TAREA DEL EJERCICIO
Responde estas preguntas sobre el texto acerca del encuentro con Jesús:
(a) Según la respuesta de un creyente, ¿en quién se encuentra a Jesús?
(b) ¿A qué se compara la imagen de Cristo en el hombre?
(c) ¿Gracias a qué es posible encontrar a Jesús en sus hermanos?

Encontrarse con Jesús: éste es el corazón de la fe. ¿Dónde encontrarse con
Jesús?, preguntan muchas personas. La respuesta de un creyente es, a la vez,
simple y compleja: en el hombre, en la mujer, especialmente en el pobre: "Cada
vez que lo hicisteis con un hermano mío de esos más humildes, lo hicisteis
conmigo" (Mt 25,40). Todo ser humano es, además de imagen de Dios, parte del
Cristo místico que ha sido constituido en Jesús resucitado. Jesús, el Cristo, ha
sido constituido cabeza de la humanidad, principio universal de salvación. El es
el "sacramento de encuentro con Dios" (ScHLLEBEECKX).
Pero ninguna
realidad humana agota el modelo que es Cristo. O lo que es lo mismo, la imagen
de Cristo en el hombre es siempre una imagen desvaída, como un boceto de lo que
quiere representar. Por eso es difícil encontrar en la persona humana el rastro
o la huella de Jesús, el Cristo. Por la misma razón corremos el peligro de
intentar buscar a Jesús por otros caminos, más "espiritualistas", saltándonos la
realidad, a veces dura, de los hombres y mujeres que nos rodean. Cuando caemos
en esta tentación estamos, en cierto sentido, negando el principio de la
Encarnación.
Encontrar a Jesús
en sus hermanos, los hombres y mujeres de todos los tiempos, es posible gracias
a la acción del Espíritu, que nos abre los ojos de la fe para descubrir esta
presencia misteriosa del Señor encarnado y hecho uno de los nuestros.

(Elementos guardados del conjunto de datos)

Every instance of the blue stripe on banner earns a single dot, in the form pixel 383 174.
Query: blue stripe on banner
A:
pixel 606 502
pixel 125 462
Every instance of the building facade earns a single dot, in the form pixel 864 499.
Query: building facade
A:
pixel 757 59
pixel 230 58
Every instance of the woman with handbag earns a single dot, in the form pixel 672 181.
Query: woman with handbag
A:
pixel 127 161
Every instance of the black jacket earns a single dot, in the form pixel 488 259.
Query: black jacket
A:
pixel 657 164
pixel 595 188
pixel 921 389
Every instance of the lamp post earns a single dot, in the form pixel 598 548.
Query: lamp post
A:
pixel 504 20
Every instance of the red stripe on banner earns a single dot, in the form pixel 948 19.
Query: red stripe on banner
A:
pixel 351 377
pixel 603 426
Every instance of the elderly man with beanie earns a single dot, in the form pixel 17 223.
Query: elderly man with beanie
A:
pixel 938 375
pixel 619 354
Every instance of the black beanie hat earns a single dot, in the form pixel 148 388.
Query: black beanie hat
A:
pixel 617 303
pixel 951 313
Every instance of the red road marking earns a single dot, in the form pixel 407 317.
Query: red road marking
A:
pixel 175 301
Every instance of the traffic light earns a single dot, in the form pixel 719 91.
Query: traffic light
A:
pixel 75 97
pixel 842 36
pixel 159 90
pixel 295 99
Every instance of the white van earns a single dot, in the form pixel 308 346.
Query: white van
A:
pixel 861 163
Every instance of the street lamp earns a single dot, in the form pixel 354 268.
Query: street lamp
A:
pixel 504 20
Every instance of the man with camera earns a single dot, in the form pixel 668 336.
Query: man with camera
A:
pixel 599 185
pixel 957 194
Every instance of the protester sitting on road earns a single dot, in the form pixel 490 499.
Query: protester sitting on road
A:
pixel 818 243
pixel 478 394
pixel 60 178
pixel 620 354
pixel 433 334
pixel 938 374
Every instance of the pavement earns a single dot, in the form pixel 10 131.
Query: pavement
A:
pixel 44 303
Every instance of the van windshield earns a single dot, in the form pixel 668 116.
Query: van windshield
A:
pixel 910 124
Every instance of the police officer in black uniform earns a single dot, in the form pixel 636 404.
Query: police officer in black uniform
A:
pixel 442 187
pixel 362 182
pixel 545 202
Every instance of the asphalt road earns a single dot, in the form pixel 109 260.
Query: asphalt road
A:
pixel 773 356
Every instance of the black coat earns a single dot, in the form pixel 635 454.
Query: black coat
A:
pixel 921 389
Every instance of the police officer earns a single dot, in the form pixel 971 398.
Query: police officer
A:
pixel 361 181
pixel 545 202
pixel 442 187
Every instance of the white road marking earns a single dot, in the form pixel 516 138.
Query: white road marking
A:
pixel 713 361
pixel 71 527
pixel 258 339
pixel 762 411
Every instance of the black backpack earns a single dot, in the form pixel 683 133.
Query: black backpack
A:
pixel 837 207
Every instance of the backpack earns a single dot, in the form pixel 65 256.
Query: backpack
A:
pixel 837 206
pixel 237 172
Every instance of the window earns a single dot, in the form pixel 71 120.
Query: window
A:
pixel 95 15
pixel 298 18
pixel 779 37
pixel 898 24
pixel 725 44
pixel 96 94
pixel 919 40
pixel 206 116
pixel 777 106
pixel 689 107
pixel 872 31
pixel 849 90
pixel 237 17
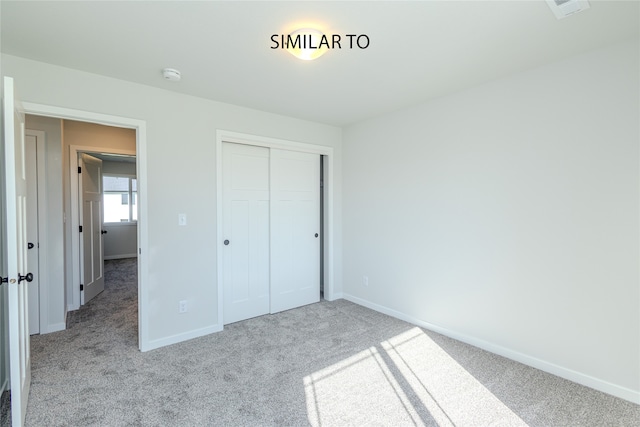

RESPUESTA DEL EJERCICIO
(a) En el hombre, en la mujer y especialmente en el pobre.
(b) A un boceto de lo que quiere representar; es siempre una imagen desvaída.
(c) Gracias a la acción del Espíritu, que abre los ojos de la fe.